# What you are asked to do:
Rewrite the lines of the records as a JSON list of strings, one string per line and no blank lines, from the line containing "Target: dirt ground" up to and including the last line of the records.
----
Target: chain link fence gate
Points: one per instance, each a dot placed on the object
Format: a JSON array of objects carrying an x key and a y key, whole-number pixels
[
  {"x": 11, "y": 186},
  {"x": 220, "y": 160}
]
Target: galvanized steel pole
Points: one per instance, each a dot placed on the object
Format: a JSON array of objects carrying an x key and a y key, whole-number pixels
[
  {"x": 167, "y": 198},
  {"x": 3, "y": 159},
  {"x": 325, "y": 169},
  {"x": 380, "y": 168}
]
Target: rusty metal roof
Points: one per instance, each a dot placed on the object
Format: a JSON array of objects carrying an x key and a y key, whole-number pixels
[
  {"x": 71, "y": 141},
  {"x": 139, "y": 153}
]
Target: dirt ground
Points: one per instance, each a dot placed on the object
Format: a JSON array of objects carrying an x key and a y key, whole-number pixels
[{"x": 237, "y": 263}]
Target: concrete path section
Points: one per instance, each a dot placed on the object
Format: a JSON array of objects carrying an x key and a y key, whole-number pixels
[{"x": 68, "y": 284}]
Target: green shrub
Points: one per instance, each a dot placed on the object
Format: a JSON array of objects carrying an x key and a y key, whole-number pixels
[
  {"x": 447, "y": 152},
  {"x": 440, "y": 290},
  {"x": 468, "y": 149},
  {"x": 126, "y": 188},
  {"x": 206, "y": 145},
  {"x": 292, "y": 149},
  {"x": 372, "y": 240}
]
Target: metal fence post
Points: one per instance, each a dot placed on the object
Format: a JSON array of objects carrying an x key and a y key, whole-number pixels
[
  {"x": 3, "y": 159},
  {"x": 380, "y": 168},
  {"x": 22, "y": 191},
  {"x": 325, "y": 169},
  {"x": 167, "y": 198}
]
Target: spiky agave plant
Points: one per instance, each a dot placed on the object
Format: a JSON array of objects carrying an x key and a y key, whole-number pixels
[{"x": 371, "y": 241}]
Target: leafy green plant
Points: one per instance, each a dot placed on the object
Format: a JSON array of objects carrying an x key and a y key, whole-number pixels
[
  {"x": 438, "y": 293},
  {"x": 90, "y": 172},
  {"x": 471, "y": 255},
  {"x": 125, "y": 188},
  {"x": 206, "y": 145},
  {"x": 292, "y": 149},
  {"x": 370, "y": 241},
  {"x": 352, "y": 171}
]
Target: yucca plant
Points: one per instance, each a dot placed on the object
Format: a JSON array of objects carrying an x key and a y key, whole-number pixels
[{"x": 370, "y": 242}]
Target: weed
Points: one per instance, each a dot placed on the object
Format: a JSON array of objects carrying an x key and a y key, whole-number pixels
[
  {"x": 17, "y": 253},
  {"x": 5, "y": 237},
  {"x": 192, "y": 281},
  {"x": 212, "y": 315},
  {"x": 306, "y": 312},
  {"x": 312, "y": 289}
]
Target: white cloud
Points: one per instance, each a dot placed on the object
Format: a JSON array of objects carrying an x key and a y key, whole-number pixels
----
# Correct response:
[
  "Target: dirt ground",
  "Points: one per instance, each a dot placed on the object",
  "Format: a JSON array of objects carrying an x key and a y key, whole-number pixels",
  "[{\"x\": 237, \"y\": 263}]",
  "Target: concrete path section",
  "Points: one per instance, each a dot placed on the object",
  "Format: a JSON array of objects carrying an x key and a y key, whole-number pixels",
  "[{\"x\": 68, \"y\": 284}]",
  "Target: green shrub",
  "Points: one per instance, each a dot placed on the object",
  "Format: a JSON array of objects carrying an x key and a y key, whole-number pixels",
  "[",
  "  {\"x\": 447, \"y\": 152},",
  "  {\"x\": 440, \"y\": 290},",
  "  {\"x\": 468, \"y\": 149},",
  "  {\"x\": 126, \"y\": 188},",
  "  {\"x\": 206, \"y\": 145},",
  "  {\"x\": 292, \"y\": 149},",
  "  {\"x\": 372, \"y\": 240}",
  "]",
  "Target: metal fence post",
  "Points: one per instance, each a dot placed on the object",
  "Format: a JSON array of objects carrying an x key and a y key, whole-number pixels",
  "[",
  "  {\"x\": 3, \"y\": 159},",
  "  {\"x\": 380, \"y\": 168},",
  "  {\"x\": 22, \"y\": 191},",
  "  {\"x\": 325, \"y\": 169},",
  "  {\"x\": 167, \"y\": 198}",
  "]",
  "Target: spiky agave plant",
  "Points: one per instance, each a dot placed on the object",
  "Format: a JSON array of objects carrying an x key and a y key, whole-number pixels",
  "[{\"x\": 371, \"y\": 241}]",
  "Target: leafy green plant",
  "Points: one per instance, each a dot placed on the object",
  "Format: a JSON array of objects carrying an x key and a y key, whole-number pixels",
  "[",
  "  {\"x\": 438, \"y\": 293},",
  "  {\"x\": 90, \"y\": 172},",
  "  {\"x\": 471, \"y\": 255},",
  "  {\"x\": 125, \"y\": 188},",
  "  {\"x\": 206, \"y\": 145},",
  "  {\"x\": 292, \"y\": 149},",
  "  {\"x\": 370, \"y\": 241},",
  "  {\"x\": 352, \"y\": 171}",
  "]",
  "Target: yucca plant",
  "Points: one per instance, each a dot placed on the object",
  "Format: a JSON array of objects carrying an x key and a y key, whole-number pixels",
  "[{\"x\": 370, \"y\": 242}]",
  "Target: weed",
  "Points: one per instance, each a dot placed on the object",
  "Format: a JSON array of objects carrying an x key and a y key, whole-number pixels",
  "[",
  "  {\"x\": 17, \"y\": 253},",
  "  {\"x\": 5, \"y\": 237},",
  "  {\"x\": 192, \"y\": 281},",
  "  {\"x\": 212, \"y\": 315},",
  "  {\"x\": 306, \"y\": 312},",
  "  {\"x\": 312, \"y\": 289}",
  "]",
  "Target: white cloud",
  "Points: one per instance, each a dot placed on the object",
  "Format: a JSON array of objects carrying an x key and a y key, whole-number pixels"
]